***** READING TEXT

Also, you may consider the benefits of allowing a moderate population of these snails to remain, especially if they are Malaysian Trumpet Snails. Those little fellas can benefit the aquarium a great deal. I urge you to research the type of snail you are dealing with before you attempt to eradicate a vital part of your mini ecosystem.


----------



## Rooted (Feb 8, 2010)

Usually to keep the snail population in check you want to avoid overfeeding.

Before I had snail consuming fish in my tank (my yo-yo's do a great job), I would just toss them in the trash when I found them on leaves (I'd prune off the leaf). Or if you see eggs, just scrape or prune them off and toss them.

edit: sorry to repeat what eaunaturale said! and +1 on the rest of that post, too.


----------



## Karackle (Dec 11, 2007)

+1 (or is it 2?) on the overfeeding suggestion, I had a MAJOR snail outbreak a while ago, I cut back my feeding regime and I've had the snail population in check ever since. A good "clean up crew" (shrimp and / or bottom feeding fish like cories) will help also, but cutting back on the feeding really does the trick, if the snails have nothing to feed on they'll die off / not breed as much. 

However to answer the "is it ok to squish them" question, when I DID have the overpopulation, I would just squish them with my finger and the fish would feast on the snack, so yes, as long as there are fish cleaning it up, it's ok for the tank to do that. 

And keep in mind, having some snails in the tank is actually a good thing roud: *edit* my bad, i failed to read the end of eaunaturale's post, it was already mentioned that snails can be beneficil, so I guess I'm just seconding (or thirding?) that!


----------



## Stasiu (Sep 9, 2007)

Hmmm....instant death by crushing.....or slow death by starvation. Who's to say which is more humane. I have no problem with either method and would not criticize something that works. Proper feeding, and a good cleanup crew make a tank run smoother and prevent outbreaks. Eventually the population will check itself if you keep those two points in mind.


----------



## MoonFish (Feb 12, 2006)

ditto. and a dwarf puffer is money well spent.


----------



## TLE041 (Jan 16, 2010)

Firestarter said:


> Once ghost shrimp get a taste for snails they will just grab live snails and eat them right out of the shell...


Ethics issue aside... has anyone done this with red cherry shrimps or cories? I'd love to try this with those two species in my tank but I'm afraid it might just pollute the water if it doesn't get eaten (it's very hard to tell because they rarely go for any treats I provide them right away).


----------



## macclellan (Dec 22, 2006)

**********
***** STORED DATA

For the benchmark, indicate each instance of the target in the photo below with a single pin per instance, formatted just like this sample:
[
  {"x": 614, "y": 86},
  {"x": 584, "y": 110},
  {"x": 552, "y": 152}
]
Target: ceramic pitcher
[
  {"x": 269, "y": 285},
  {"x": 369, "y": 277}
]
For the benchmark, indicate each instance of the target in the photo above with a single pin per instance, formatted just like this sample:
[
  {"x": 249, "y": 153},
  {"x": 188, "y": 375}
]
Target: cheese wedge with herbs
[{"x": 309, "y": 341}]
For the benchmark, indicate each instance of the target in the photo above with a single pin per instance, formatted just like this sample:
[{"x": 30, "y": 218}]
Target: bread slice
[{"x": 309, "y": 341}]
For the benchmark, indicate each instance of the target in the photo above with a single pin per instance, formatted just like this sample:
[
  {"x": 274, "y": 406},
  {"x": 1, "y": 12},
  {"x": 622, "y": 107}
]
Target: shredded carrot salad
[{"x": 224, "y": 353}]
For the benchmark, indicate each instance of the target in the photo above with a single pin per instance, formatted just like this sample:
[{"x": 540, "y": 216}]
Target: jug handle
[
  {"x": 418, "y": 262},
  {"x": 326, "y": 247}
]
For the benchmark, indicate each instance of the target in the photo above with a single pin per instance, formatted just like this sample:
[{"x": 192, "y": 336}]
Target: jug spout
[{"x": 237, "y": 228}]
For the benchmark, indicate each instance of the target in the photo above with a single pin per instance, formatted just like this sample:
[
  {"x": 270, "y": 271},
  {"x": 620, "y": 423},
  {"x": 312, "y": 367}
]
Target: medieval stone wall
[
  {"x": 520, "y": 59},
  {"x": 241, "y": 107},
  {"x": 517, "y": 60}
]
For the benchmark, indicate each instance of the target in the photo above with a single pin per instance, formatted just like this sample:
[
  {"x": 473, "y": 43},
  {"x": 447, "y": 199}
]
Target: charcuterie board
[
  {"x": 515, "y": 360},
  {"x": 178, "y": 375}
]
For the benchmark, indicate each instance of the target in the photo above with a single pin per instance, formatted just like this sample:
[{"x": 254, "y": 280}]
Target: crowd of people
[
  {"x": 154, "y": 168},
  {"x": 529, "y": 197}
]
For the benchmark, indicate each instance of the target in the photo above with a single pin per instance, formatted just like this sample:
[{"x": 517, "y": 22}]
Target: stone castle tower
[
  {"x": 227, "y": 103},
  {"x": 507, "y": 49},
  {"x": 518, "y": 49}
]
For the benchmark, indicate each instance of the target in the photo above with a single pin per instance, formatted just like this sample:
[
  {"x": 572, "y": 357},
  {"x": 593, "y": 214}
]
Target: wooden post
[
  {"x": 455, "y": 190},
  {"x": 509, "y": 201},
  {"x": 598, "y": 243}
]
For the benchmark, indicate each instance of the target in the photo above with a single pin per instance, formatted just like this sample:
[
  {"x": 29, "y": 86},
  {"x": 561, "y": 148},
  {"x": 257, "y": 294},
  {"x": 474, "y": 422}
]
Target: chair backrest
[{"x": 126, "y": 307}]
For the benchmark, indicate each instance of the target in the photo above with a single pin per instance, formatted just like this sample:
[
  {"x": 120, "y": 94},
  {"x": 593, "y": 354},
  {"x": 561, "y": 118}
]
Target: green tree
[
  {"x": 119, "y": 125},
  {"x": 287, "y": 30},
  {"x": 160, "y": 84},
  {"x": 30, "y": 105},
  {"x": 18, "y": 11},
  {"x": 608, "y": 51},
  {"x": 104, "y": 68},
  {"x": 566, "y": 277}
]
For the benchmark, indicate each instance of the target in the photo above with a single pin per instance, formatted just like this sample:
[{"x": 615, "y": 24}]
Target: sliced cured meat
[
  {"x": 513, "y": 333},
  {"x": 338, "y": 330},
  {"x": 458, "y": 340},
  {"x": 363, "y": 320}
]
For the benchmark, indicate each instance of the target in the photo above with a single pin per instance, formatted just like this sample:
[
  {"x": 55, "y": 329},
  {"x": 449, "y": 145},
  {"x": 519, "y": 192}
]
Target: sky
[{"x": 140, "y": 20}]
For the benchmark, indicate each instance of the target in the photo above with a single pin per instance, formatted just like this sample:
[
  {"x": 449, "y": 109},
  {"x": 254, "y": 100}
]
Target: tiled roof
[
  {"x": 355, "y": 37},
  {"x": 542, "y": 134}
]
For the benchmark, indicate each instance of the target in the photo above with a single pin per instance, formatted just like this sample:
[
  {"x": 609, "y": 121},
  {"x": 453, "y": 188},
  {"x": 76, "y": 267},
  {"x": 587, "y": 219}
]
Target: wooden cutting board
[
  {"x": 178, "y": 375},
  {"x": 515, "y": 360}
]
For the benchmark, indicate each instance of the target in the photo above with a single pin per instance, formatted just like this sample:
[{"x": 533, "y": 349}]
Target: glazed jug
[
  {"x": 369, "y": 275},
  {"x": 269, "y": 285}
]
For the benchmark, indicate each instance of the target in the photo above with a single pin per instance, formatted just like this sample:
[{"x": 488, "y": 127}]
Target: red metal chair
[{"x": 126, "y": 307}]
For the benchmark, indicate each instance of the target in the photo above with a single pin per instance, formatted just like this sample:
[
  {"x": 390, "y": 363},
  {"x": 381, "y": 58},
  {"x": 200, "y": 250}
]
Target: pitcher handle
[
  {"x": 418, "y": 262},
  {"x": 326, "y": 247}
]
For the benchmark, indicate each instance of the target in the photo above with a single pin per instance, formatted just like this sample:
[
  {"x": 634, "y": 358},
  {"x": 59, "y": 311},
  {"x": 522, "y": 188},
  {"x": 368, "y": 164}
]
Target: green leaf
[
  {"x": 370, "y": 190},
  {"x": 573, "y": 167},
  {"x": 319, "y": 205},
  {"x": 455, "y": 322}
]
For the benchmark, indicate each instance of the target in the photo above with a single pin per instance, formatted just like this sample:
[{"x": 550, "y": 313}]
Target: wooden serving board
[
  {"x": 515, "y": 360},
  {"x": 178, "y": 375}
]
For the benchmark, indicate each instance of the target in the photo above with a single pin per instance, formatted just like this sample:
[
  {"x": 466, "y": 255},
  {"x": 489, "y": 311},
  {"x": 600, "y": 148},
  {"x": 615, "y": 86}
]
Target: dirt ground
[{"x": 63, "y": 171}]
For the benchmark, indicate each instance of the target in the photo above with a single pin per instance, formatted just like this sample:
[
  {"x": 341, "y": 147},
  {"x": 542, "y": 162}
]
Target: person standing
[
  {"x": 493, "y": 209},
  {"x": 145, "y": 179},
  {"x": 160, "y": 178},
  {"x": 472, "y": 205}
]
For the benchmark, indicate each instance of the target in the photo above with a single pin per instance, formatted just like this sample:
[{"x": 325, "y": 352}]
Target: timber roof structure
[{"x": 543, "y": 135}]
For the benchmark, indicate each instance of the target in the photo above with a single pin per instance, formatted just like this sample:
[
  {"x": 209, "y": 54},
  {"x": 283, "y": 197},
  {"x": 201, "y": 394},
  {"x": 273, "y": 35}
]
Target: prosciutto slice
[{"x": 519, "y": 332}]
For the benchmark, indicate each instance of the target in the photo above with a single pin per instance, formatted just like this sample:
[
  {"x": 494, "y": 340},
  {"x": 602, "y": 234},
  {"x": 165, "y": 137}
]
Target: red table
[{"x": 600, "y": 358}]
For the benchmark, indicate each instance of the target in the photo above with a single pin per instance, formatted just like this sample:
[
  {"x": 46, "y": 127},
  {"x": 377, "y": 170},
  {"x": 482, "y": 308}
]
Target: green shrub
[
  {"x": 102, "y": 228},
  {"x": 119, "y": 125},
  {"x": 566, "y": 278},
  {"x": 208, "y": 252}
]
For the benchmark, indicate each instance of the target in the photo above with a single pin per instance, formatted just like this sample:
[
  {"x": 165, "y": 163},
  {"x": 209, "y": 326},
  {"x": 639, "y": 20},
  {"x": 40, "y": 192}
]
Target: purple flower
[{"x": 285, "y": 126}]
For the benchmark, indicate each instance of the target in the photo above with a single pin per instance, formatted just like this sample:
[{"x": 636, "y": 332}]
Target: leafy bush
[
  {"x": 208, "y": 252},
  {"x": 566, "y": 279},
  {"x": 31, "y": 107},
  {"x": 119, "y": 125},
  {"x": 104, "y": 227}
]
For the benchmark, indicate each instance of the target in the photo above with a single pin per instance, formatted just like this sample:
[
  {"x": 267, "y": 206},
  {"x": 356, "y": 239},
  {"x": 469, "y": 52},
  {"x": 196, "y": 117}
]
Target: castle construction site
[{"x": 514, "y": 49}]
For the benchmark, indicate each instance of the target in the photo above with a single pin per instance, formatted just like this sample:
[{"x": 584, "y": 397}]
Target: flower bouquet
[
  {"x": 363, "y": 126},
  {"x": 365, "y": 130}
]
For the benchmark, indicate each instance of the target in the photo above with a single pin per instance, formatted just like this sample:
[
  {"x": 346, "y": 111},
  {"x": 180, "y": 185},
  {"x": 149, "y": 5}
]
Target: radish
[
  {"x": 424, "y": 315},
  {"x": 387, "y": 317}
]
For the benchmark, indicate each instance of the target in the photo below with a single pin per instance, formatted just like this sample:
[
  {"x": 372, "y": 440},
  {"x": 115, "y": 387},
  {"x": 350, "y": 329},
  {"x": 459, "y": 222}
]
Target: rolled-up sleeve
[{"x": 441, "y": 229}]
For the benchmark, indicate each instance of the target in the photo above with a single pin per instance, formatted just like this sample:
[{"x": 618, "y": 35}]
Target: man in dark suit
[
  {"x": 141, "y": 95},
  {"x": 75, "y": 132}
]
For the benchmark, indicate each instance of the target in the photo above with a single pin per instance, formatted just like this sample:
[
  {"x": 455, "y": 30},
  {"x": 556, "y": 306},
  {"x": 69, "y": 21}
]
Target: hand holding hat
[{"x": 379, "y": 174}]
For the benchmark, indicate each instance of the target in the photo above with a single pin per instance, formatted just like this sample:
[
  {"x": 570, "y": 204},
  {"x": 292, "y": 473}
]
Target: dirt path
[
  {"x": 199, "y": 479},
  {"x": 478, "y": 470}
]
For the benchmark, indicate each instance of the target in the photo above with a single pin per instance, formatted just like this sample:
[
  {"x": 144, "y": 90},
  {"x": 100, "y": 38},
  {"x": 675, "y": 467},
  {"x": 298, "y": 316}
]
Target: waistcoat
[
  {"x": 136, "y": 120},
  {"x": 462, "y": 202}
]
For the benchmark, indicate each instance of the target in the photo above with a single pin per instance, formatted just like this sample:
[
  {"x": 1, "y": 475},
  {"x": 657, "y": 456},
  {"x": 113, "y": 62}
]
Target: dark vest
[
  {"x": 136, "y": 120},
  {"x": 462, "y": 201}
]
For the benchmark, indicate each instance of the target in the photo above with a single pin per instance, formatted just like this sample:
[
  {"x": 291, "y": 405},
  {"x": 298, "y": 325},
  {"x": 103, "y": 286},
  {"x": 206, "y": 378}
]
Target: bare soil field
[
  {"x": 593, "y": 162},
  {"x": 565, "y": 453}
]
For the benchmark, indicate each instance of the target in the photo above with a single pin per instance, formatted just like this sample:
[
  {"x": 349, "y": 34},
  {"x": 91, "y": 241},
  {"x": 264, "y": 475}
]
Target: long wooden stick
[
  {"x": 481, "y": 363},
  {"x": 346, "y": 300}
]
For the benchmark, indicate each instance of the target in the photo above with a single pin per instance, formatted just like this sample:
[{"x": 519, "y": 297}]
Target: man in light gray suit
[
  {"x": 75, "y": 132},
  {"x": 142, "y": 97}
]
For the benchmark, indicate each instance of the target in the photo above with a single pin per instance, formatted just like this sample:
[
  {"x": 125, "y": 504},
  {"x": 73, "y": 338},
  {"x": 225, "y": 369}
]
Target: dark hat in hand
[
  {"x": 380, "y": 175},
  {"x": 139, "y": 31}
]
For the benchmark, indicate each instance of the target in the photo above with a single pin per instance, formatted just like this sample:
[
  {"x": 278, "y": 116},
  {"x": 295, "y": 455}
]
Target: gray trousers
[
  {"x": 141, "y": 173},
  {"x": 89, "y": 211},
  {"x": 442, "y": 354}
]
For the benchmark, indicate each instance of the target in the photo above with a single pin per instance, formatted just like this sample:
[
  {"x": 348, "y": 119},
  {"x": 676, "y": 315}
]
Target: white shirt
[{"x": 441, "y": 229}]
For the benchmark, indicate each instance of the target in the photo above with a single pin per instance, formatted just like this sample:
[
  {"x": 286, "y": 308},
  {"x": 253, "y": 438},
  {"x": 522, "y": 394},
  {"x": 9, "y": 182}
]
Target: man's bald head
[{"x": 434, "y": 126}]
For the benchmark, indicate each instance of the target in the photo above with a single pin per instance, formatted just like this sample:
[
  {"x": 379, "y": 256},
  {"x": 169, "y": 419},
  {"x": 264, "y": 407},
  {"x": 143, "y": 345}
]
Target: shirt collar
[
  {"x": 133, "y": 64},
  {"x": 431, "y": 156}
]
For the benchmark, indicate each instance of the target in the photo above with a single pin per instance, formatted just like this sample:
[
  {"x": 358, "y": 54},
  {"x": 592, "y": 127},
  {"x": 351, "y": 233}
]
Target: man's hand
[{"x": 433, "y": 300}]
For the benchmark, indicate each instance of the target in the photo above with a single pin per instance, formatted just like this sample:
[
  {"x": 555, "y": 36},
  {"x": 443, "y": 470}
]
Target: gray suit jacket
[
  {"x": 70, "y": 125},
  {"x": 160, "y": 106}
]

**********

WORK ITEM A ▸ Retype the passage of the forum thread on aquarium snails, starting at "Hmmm....instant death by" and ending at "points in mind.".
WORK ITEM B ▸ Translate this sentence from the forum thread on aquarium snails into Spanish: "Usually to keep the snail population in check you want to avoid overfeeding."
WORK ITEM C ▸ In the forum thread on aquarium snails, what does MoonFish call money well spent?
The lines have no connection to the forum thread on aquarium snails.

TASK OUTPUT A ▸
Hmmm....instant death by crushing.....or slow death by starvation. Who's to say which is more humane. I have no problem with either method and would not criticize something that works. Proper feeding, and a good cleanup crew make a tank run smoother and prevent outbreaks. Eventually the population will check itself if you keep those two points in mind.

TASK OUTPUT B ▸ Por lo general, para mantener controlada la población de caracoles, conviene evitar la sobrealimentación.

TASK OUTPUT C ▸ A dwarf puffer.